AUSTRIAN CONVENTION BUSINESS MAGAZIN (PRINT 2024/02)
Eine aktuelle Studie der ICCA kommt zum Schluss, dass es zwar noch großer Anstrengungen bedarf, die eingeschlagene Richtung aber stimmt
Vor kurzem veröffentlichte die ICCA (International Congress and Convention Association) gemeinsam mit „Destination Canada“ (eine Art Kanadische Österreich Werbung, die sich allerdings vollständig im Besitz der kanadischen Regierung befindet) einen internationalen Bericht über die aktuelle Lage der weltweiten Meeting-Industrie in Bezug auf Nachhaltigkeit von Veranstaltungen und Reisezielen. Die Daten der Untersuchung basieren auf weltweit 248 Antworten, die aus allen geografischen Regionen kamen und im Zeitraum zwischen Anfang Juli und Anfang September 2023 erhoben wurden.
Allgemein herrschen Stillstand und Rückschritte
Insgesamt ergibt sich daraus ein differenziertes Bild. Zum ersten Mal wurden dabei auch die „Werkzeuge“ untersucht, um ein Verständnis dafür zu erhalten, welche Tools und Ressourcen genutzt werden, um die von den Vereinten Nationen 17 gesetzten Entwicklungsziele bis 2030 im Bereich der SDGs (Sustainable Development Goals) zu erreichen und welche fehlen. Zur Erinnerung: Die UNO möchte mit ihrer SDG-Agenda 2030 u. a. erwirken, dass es bis dann keine Armut und keinen Hunger mehr gibt, dass Geschlechtergleichheit besteht, dass überall sauberes Wasser und entsprechende Sanitäreinrichtungen existieren und die zum Klimaschutz ergriffenen Maßnahmen greifen. In ihrem Jahresbericht 2023 sprach die UNO aber davon, dass bei „mehr als 50 % der Zielvorgaben der Nachhaltigkeitsziele nur geringe und unzureichende Fortschritte erzielt“ werden und es in den Bereichen Armut, Hunger und Klima „bei 30 Prozent gar zu einem Stillstand oder zu Rückschritten gekommen“ ist.

BEREITGESTELLTE DATEN:

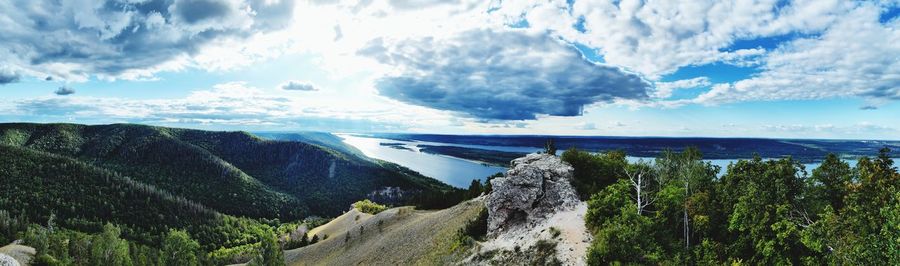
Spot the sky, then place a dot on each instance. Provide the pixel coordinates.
(773, 69)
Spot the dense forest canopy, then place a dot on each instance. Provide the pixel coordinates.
(675, 210)
(222, 194)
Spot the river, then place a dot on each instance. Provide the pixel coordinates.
(460, 172)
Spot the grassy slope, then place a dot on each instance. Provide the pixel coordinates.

ARBEITSAUFTRÄGE:
1. Nennen Sie alle Bereiche, in denen es laut dem Artikel über die ICCA-Nachhaltigkeitsstudie bei 30 Prozent der Zielvorgaben zu Stillstand oder Rückschritten gekommen ist.
2. Auf wie vielen Antworten beruht die Untersuchung, über die der Artikel über die ICCA-Nachhaltigkeitsstudie berichtet?
3. Schreiben Sie den Artikel über die ICCA-Nachhaltigkeitsstudie im Anschluss an seinen letzten Satz weiter.

ANTWORTEN IM ÜBERBLICK:
1. Armut, Hunger, Klima

2. Auf weltweit 248 Antworten aus allen geografischen Regionen.

3.
Fortschritte in der Veranstaltungs-Branche
Doch nun zur ICCA-Studie. Von den Antworten kamen 56 % von Verbänden, 21 % von Zulieferern, 10 % von Meeting-Planern von Firmen, 7 % von Convention-Bureaus und 6 % von Vermittlern. Mehr als die Hälfte (53 %) der Fragen wurden von Mitarbeiter:innen aus Nordamerika beantwortet, etwas weniger als die Hälfte (49 %) stammte aus Europa. Die Region Asien-Pazifik war mit 12 % der Antworten vertreten, Südamerika kam auf 4 % und Afrika auf 2 %. Damit waren aber alle Regionen repräsentiert, wie die ICCA erfreut feststellt.
Rund zwei Drittel (67 %) der Entscheidungsträger:innen gehören der Generation X an (Altersgruppe zwischen 43 und 58 Jahren), ein Fünftel (21 %) war älter als 58 Jahre (Baby-Boomer), während von den Vertreter:innen der „Millennials“ oder „Gen Y“ (zwischen 27 und 42 Jahre) rund 10 % der Antworten kamen. Die unter-26-Jährigen (Gen Z) waren mit 7 % vertreten.
Erfreulich bei all dem ist, dass die Bedeutung der Nachhaltigkeit für mehr als sieben von zehn (71 %) Unternehmen als „sehr wichtig“ oder „äußerst wichtig“ erachtet wird und damit gegenüber der vorangegangenen Studie aus 2022 um 6 % stieg. Als „gar nicht“ oder „nicht sehr wichtig“ stufen nur 7 % der Antworten die Prioritäten im Bereich der Nachhaltigkeit ein.
Das Problem globaler Rotationen
Die globale Rotation von einem Kontinent zum anderen erwies sich als das vorherrschende Muster für die größten und/oder jährlichen Ereignisse (36 %). „Dieser Rotationsansatz kann Auswirkungen auf die Nachhaltigkeit haben, wenn man den Kohlenstoff-Fußabdruck bedenkt, der häufig mit Fernreisen verbunden ist“, so die Feststellung der ICCA. Auf nationale Rotation setzen demnach 26 % der größten bzw. jährlichen Veranstaltungen, und regionale Rotation 15 %. Rund 23 % sind keine rotierenden Veranstaltungen.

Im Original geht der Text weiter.